### [TEXTE À LIRE]
+++

Nutrition animale - « L’UE doit recapitaliser ses élevages », déclare Pedro Cordero, président de la Fefac
De passage au Space de Rennes, le président de la Fédération européenne des fabricants d’aliments composés (Fefac), Pedro Cordero, insiste sur le besoin d’une production animale européenne pérenne que la nutrition animale peut accompagner sur la voie de la durabilité.
De passage au Space de Rennes, le président de la Fédération européenne des fabricants d’aliments composés (Fefac), Pedro Cordero, insiste sur le besoin d’une production animale européenne pérenne que la nutrition animale peut accompagner sur la voie de la durabilité.
La Dépêche Le petit meunier : Pourquoi avez-vous tenu à venir au Space ?
Pedro Cordero : Les productions animales en France mais aussi dans toute l’Europe, vivent des moments compliqués. Venir sur le terrain me permet de mieux comprendre les facteurs à l’œuvre avec des marchés tendus entre le prix des matières premières et de l’énergie d’un côté et les prix des produits animaux de l’autre. La France possède un réseau dense d’élevages et d’entreprises privées comme coopératives qui proposent des solutions et des innovations qu’il est intéressant pour moi de connaître. C’est une belle expérience de voir l’approche spécifique que vous avez ici, secteur par secteur.
LD-LDP : Est-ce que vous sentez une amélioration au niveau de l’UE ?
P. C. : Même si les tensions sont un peu moindres sur les matières premières, certains Etats membres sont tentés de se replier sur eux-mêmes et nous restons vigilants car la clé reste l’homogénéité au sein de l’UE. Il faut ajouter les pressions sociales sur les productions animales, qui ne sont pas nouvelles, le changement climatique, les émissions de méthane… mais aussi le prix des engrais, car moins d’engrais peut aussi vouloir dire moindre récolte. Bref nous sommes devant de nombreux dossiers sur lesquels la nutrition animale peut aussi apporter des solutions, ne serait-ce qu’en rappelant que l’efficacité et la circularité sont des éléments historiques de nos métiers.
LD-LDP : Comment la Fefac aborde-t-elle les aspects de la durabilité ?

+++

### [DONNÉES DISPONIBLES]
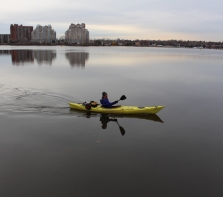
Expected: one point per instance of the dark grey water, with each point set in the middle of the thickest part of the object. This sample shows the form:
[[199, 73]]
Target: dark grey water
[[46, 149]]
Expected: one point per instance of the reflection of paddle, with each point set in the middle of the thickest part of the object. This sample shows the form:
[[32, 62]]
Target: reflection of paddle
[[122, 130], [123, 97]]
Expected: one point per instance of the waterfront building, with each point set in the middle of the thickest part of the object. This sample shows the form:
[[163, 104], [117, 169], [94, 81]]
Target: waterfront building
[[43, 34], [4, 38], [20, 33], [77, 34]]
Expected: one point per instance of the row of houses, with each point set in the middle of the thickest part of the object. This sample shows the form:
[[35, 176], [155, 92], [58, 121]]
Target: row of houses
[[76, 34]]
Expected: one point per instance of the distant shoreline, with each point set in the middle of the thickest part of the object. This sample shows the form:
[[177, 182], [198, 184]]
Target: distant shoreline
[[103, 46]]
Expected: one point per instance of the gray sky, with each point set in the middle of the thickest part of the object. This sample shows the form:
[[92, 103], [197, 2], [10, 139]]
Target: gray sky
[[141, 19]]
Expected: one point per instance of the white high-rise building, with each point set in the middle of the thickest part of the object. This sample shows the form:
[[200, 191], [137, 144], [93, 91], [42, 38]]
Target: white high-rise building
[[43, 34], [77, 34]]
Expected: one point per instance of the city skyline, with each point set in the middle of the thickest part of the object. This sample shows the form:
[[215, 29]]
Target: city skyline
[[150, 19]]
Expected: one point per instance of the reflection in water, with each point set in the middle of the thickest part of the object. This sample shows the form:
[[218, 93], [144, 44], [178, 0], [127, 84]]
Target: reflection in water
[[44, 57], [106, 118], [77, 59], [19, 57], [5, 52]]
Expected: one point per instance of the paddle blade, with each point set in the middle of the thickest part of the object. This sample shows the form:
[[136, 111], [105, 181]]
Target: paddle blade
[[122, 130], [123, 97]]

+++

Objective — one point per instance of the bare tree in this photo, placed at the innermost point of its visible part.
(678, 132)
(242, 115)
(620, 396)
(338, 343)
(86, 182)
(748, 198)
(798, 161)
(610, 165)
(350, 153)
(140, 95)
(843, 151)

+++

### [TRAVAIL À FAIRE]
1. Répondez brièvement aux questions suivantes d'après l'entretien :
(a) Que désigne le sigle Fefac ?
(b) Selon Pedro Cordero, entre quels prix les marchés sont-ils tendus ?
(c) Que reste la clé au sein de l'UE, d'après lui ?
2. Extrayez des lignes ci-dessus toutes celles qui contiennent le mot « distant ».

### [CORRIGÉS DÉTAILLÉS]
1.
(a) La Fédération européenne des fabricants d'aliments composés.
(b) Entre le prix des matières premières et de l'énergie, d'un côté, et les prix des produits animaux, de l'autre.
(c) L'homogénéité au sein de l'UE.

2.
Expected: one point per instance of the distant shoreline, with each point set in the middle of the thickest part of the object. This sample shows the form:
Target: distant shoreline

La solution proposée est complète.